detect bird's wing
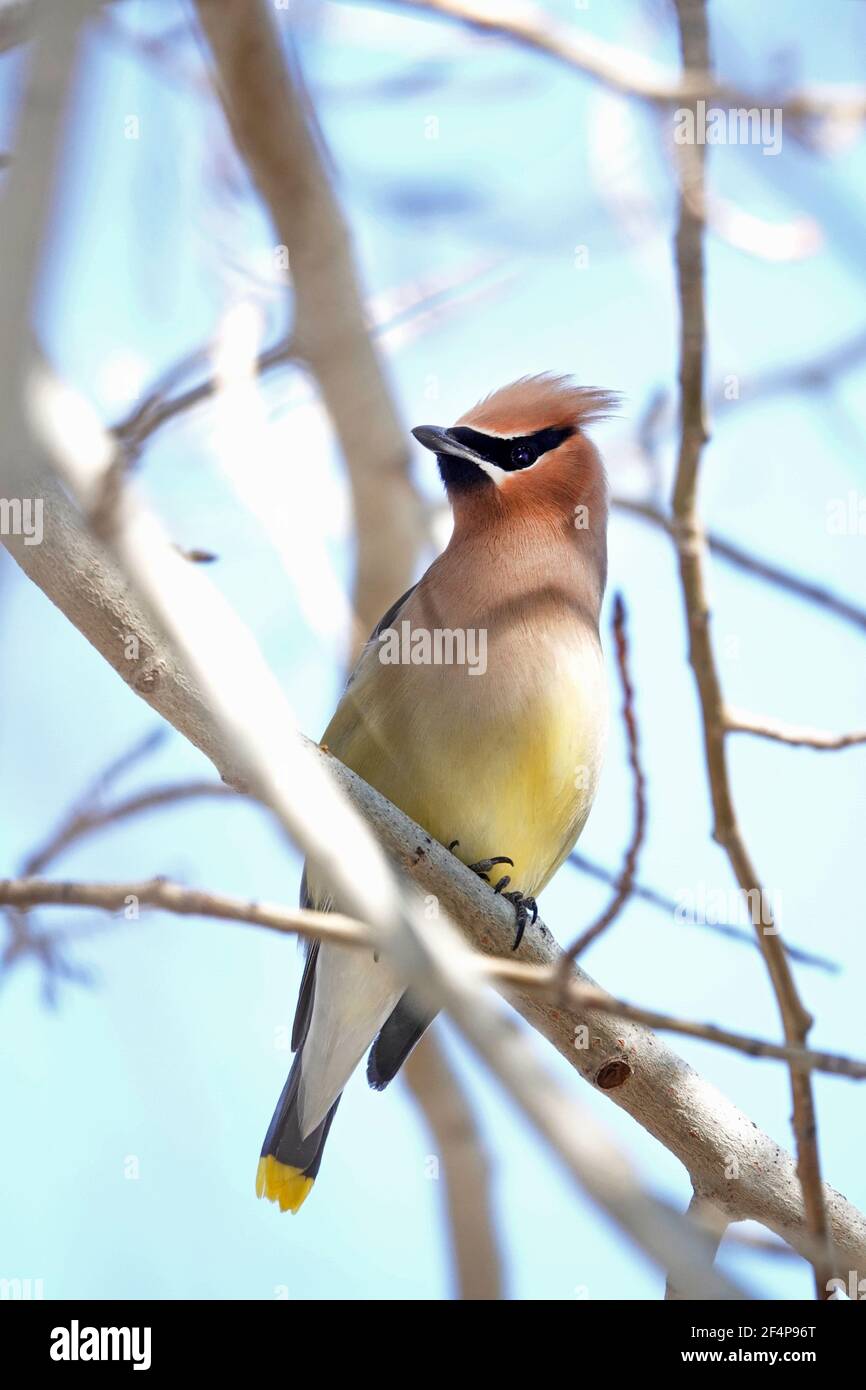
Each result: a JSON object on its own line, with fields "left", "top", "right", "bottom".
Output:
{"left": 344, "top": 581, "right": 419, "bottom": 688}
{"left": 291, "top": 869, "right": 320, "bottom": 1052}
{"left": 366, "top": 993, "right": 434, "bottom": 1091}
{"left": 290, "top": 581, "right": 423, "bottom": 1132}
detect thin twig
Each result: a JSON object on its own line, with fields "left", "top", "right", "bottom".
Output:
{"left": 561, "top": 593, "right": 646, "bottom": 969}
{"left": 669, "top": 0, "right": 832, "bottom": 1298}
{"left": 21, "top": 781, "right": 237, "bottom": 877}
{"left": 726, "top": 709, "right": 866, "bottom": 751}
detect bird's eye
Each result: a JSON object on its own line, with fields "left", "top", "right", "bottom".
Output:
{"left": 511, "top": 443, "right": 534, "bottom": 467}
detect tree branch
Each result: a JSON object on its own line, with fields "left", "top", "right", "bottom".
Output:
{"left": 669, "top": 0, "right": 832, "bottom": 1297}
{"left": 726, "top": 709, "right": 866, "bottom": 751}
{"left": 403, "top": 1031, "right": 504, "bottom": 1300}
{"left": 4, "top": 874, "right": 866, "bottom": 1083}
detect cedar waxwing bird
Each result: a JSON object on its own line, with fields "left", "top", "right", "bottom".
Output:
{"left": 256, "top": 374, "right": 616, "bottom": 1213}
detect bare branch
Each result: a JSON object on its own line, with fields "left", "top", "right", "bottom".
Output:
{"left": 403, "top": 1031, "right": 504, "bottom": 1300}
{"left": 114, "top": 335, "right": 297, "bottom": 456}
{"left": 669, "top": 0, "right": 832, "bottom": 1297}
{"left": 0, "top": 0, "right": 31, "bottom": 54}
{"left": 726, "top": 709, "right": 866, "bottom": 752}
{"left": 3, "top": 421, "right": 862, "bottom": 1274}
{"left": 21, "top": 781, "right": 237, "bottom": 878}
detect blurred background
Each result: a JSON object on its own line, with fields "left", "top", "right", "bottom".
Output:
{"left": 1, "top": 0, "right": 865, "bottom": 1299}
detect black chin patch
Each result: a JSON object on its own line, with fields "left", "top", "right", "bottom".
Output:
{"left": 438, "top": 423, "right": 574, "bottom": 490}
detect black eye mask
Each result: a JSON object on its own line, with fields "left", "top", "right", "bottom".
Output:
{"left": 448, "top": 424, "right": 575, "bottom": 472}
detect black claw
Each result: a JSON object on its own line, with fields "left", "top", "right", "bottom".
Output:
{"left": 447, "top": 840, "right": 460, "bottom": 852}
{"left": 467, "top": 855, "right": 514, "bottom": 875}
{"left": 455, "top": 850, "right": 534, "bottom": 947}
{"left": 503, "top": 891, "right": 538, "bottom": 951}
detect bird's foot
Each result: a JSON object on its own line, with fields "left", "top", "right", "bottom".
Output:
{"left": 446, "top": 841, "right": 534, "bottom": 949}
{"left": 501, "top": 891, "right": 538, "bottom": 951}
{"left": 448, "top": 840, "right": 514, "bottom": 884}
{"left": 467, "top": 855, "right": 514, "bottom": 883}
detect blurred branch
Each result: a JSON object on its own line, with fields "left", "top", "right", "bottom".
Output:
{"left": 403, "top": 1030, "right": 504, "bottom": 1300}
{"left": 713, "top": 324, "right": 866, "bottom": 412}
{"left": 562, "top": 593, "right": 646, "bottom": 967}
{"left": 4, "top": 875, "right": 865, "bottom": 1084}
{"left": 114, "top": 334, "right": 297, "bottom": 454}
{"left": 669, "top": 0, "right": 831, "bottom": 1298}
{"left": 192, "top": 0, "right": 426, "bottom": 646}
{"left": 1, "top": 720, "right": 237, "bottom": 996}
{"left": 0, "top": 0, "right": 30, "bottom": 53}
{"left": 381, "top": 0, "right": 866, "bottom": 122}
{"left": 22, "top": 780, "right": 237, "bottom": 874}
{"left": 61, "top": 478, "right": 745, "bottom": 1300}
{"left": 666, "top": 1194, "right": 729, "bottom": 1300}
{"left": 726, "top": 709, "right": 866, "bottom": 751}
{"left": 112, "top": 259, "right": 508, "bottom": 454}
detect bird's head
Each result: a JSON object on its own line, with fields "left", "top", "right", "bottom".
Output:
{"left": 412, "top": 374, "right": 617, "bottom": 533}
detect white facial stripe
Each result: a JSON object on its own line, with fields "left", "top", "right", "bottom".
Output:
{"left": 474, "top": 457, "right": 509, "bottom": 485}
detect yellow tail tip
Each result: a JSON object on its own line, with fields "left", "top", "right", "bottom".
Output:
{"left": 256, "top": 1155, "right": 314, "bottom": 1214}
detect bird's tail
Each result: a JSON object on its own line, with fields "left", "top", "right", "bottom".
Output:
{"left": 255, "top": 1050, "right": 340, "bottom": 1214}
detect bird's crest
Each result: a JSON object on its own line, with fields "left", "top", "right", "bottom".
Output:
{"left": 457, "top": 373, "right": 619, "bottom": 438}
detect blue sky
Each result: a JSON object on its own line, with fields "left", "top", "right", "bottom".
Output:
{"left": 1, "top": 0, "right": 864, "bottom": 1299}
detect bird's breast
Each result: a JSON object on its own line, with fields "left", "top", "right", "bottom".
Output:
{"left": 326, "top": 606, "right": 608, "bottom": 899}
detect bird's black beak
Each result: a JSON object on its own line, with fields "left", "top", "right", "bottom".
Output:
{"left": 412, "top": 425, "right": 487, "bottom": 466}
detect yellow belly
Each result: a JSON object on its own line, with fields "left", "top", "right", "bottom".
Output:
{"left": 322, "top": 640, "right": 607, "bottom": 898}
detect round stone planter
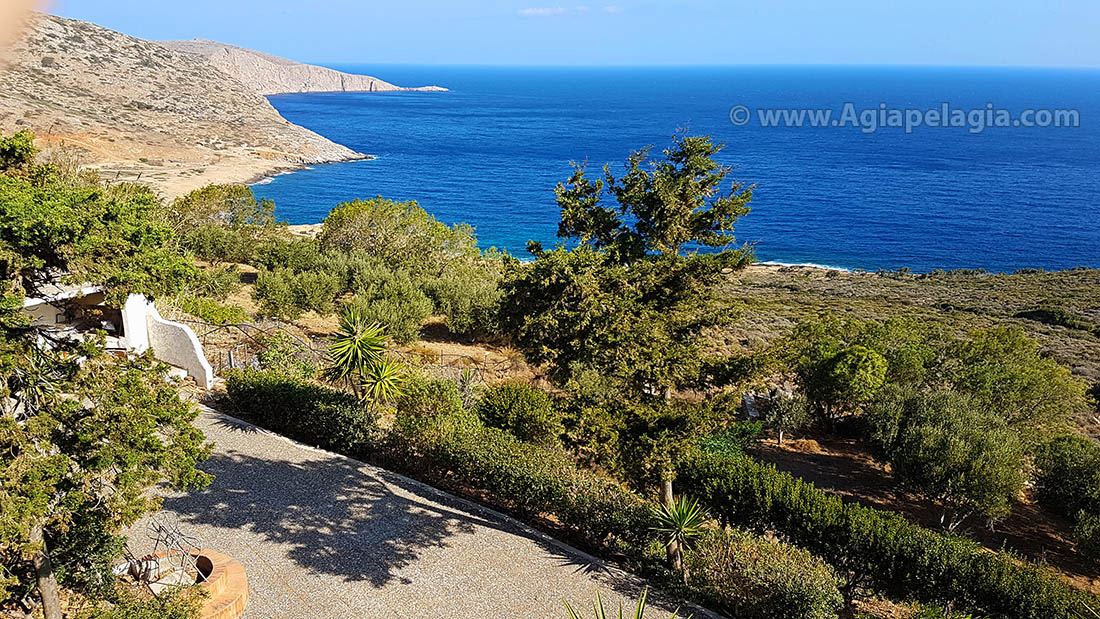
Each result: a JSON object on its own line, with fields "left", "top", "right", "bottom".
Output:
{"left": 146, "top": 548, "right": 249, "bottom": 619}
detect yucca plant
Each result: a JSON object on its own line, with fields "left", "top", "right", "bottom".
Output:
{"left": 362, "top": 356, "right": 406, "bottom": 403}
{"left": 565, "top": 588, "right": 688, "bottom": 619}
{"left": 323, "top": 306, "right": 403, "bottom": 402}
{"left": 651, "top": 496, "right": 707, "bottom": 584}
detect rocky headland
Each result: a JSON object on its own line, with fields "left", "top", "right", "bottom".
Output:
{"left": 0, "top": 13, "right": 441, "bottom": 197}
{"left": 158, "top": 39, "right": 447, "bottom": 96}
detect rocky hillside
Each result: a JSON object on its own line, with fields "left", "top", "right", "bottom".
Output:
{"left": 0, "top": 13, "right": 366, "bottom": 196}
{"left": 160, "top": 39, "right": 447, "bottom": 95}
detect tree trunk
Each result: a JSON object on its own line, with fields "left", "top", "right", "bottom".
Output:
{"left": 30, "top": 524, "right": 61, "bottom": 619}
{"left": 661, "top": 477, "right": 681, "bottom": 572}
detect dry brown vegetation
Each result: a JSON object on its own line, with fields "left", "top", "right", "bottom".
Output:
{"left": 716, "top": 264, "right": 1100, "bottom": 415}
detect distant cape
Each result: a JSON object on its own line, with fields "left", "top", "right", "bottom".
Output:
{"left": 159, "top": 39, "right": 448, "bottom": 96}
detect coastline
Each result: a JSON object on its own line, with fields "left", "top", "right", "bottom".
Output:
{"left": 88, "top": 149, "right": 373, "bottom": 200}
{"left": 242, "top": 153, "right": 375, "bottom": 188}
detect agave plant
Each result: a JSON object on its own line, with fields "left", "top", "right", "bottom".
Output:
{"left": 323, "top": 307, "right": 403, "bottom": 402}
{"left": 564, "top": 588, "right": 689, "bottom": 619}
{"left": 651, "top": 496, "right": 707, "bottom": 584}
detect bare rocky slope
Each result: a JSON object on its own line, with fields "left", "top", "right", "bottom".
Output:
{"left": 159, "top": 39, "right": 447, "bottom": 95}
{"left": 0, "top": 13, "right": 429, "bottom": 197}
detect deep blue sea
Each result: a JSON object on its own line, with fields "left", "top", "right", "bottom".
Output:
{"left": 254, "top": 66, "right": 1100, "bottom": 272}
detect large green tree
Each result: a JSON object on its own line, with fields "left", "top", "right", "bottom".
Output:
{"left": 501, "top": 134, "right": 754, "bottom": 395}
{"left": 160, "top": 184, "right": 279, "bottom": 265}
{"left": 0, "top": 348, "right": 212, "bottom": 617}
{"left": 0, "top": 166, "right": 196, "bottom": 313}
{"left": 556, "top": 133, "right": 754, "bottom": 262}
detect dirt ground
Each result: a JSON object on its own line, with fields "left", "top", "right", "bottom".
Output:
{"left": 750, "top": 435, "right": 1100, "bottom": 594}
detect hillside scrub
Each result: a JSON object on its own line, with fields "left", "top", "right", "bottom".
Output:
{"left": 232, "top": 196, "right": 505, "bottom": 337}
{"left": 677, "top": 449, "right": 1098, "bottom": 619}
{"left": 715, "top": 265, "right": 1100, "bottom": 392}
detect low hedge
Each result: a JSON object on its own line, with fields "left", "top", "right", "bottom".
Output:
{"left": 678, "top": 450, "right": 1097, "bottom": 619}
{"left": 686, "top": 529, "right": 843, "bottom": 619}
{"left": 225, "top": 370, "right": 377, "bottom": 456}
{"left": 389, "top": 409, "right": 651, "bottom": 550}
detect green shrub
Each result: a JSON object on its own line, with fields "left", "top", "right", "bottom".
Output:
{"left": 421, "top": 258, "right": 504, "bottom": 336}
{"left": 225, "top": 370, "right": 377, "bottom": 456}
{"left": 176, "top": 296, "right": 249, "bottom": 325}
{"left": 295, "top": 270, "right": 341, "bottom": 315}
{"left": 253, "top": 268, "right": 300, "bottom": 319}
{"left": 686, "top": 528, "right": 843, "bottom": 619}
{"left": 77, "top": 586, "right": 203, "bottom": 619}
{"left": 253, "top": 268, "right": 341, "bottom": 320}
{"left": 474, "top": 381, "right": 563, "bottom": 445}
{"left": 865, "top": 386, "right": 1026, "bottom": 528}
{"left": 762, "top": 393, "right": 811, "bottom": 444}
{"left": 192, "top": 265, "right": 243, "bottom": 300}
{"left": 255, "top": 331, "right": 317, "bottom": 379}
{"left": 1075, "top": 511, "right": 1100, "bottom": 564}
{"left": 397, "top": 375, "right": 465, "bottom": 417}
{"left": 1014, "top": 306, "right": 1100, "bottom": 337}
{"left": 317, "top": 196, "right": 479, "bottom": 277}
{"left": 388, "top": 409, "right": 651, "bottom": 550}
{"left": 1035, "top": 433, "right": 1100, "bottom": 562}
{"left": 695, "top": 422, "right": 764, "bottom": 458}
{"left": 677, "top": 449, "right": 1097, "bottom": 619}
{"left": 186, "top": 224, "right": 254, "bottom": 264}
{"left": 345, "top": 269, "right": 432, "bottom": 344}
{"left": 1035, "top": 434, "right": 1100, "bottom": 518}
{"left": 252, "top": 236, "right": 325, "bottom": 272}
{"left": 0, "top": 130, "right": 37, "bottom": 170}
{"left": 562, "top": 402, "right": 625, "bottom": 471}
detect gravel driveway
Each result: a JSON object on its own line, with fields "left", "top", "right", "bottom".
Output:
{"left": 128, "top": 407, "right": 718, "bottom": 618}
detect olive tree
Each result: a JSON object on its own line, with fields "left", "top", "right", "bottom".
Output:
{"left": 865, "top": 386, "right": 1026, "bottom": 530}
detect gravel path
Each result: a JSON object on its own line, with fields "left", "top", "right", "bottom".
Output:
{"left": 128, "top": 407, "right": 718, "bottom": 618}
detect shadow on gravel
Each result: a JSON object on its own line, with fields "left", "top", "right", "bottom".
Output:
{"left": 164, "top": 449, "right": 485, "bottom": 587}
{"left": 162, "top": 447, "right": 659, "bottom": 609}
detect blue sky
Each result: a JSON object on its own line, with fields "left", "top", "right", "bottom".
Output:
{"left": 48, "top": 0, "right": 1100, "bottom": 67}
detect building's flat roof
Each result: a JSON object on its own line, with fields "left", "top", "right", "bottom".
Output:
{"left": 22, "top": 283, "right": 103, "bottom": 308}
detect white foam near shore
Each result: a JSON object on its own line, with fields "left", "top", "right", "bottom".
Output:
{"left": 758, "top": 260, "right": 851, "bottom": 272}
{"left": 250, "top": 169, "right": 299, "bottom": 186}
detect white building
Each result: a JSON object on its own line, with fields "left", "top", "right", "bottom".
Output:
{"left": 22, "top": 283, "right": 214, "bottom": 388}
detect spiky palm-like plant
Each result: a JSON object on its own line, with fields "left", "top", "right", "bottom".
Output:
{"left": 651, "top": 496, "right": 707, "bottom": 584}
{"left": 564, "top": 588, "right": 688, "bottom": 619}
{"left": 9, "top": 346, "right": 65, "bottom": 418}
{"left": 324, "top": 307, "right": 404, "bottom": 402}
{"left": 362, "top": 356, "right": 406, "bottom": 403}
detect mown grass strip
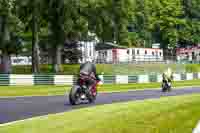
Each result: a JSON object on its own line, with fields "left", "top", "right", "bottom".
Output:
{"left": 0, "top": 79, "right": 200, "bottom": 97}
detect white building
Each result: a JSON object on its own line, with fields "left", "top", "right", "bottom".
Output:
{"left": 128, "top": 48, "right": 163, "bottom": 62}
{"left": 96, "top": 49, "right": 128, "bottom": 63}
{"left": 96, "top": 48, "right": 164, "bottom": 63}
{"left": 78, "top": 41, "right": 97, "bottom": 63}
{"left": 176, "top": 45, "right": 200, "bottom": 62}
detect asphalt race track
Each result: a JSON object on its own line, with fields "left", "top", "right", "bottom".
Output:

^^^^

Every line that holds the string "bare" must be copied from the records above.

detect bare branch
detect bare rocky slope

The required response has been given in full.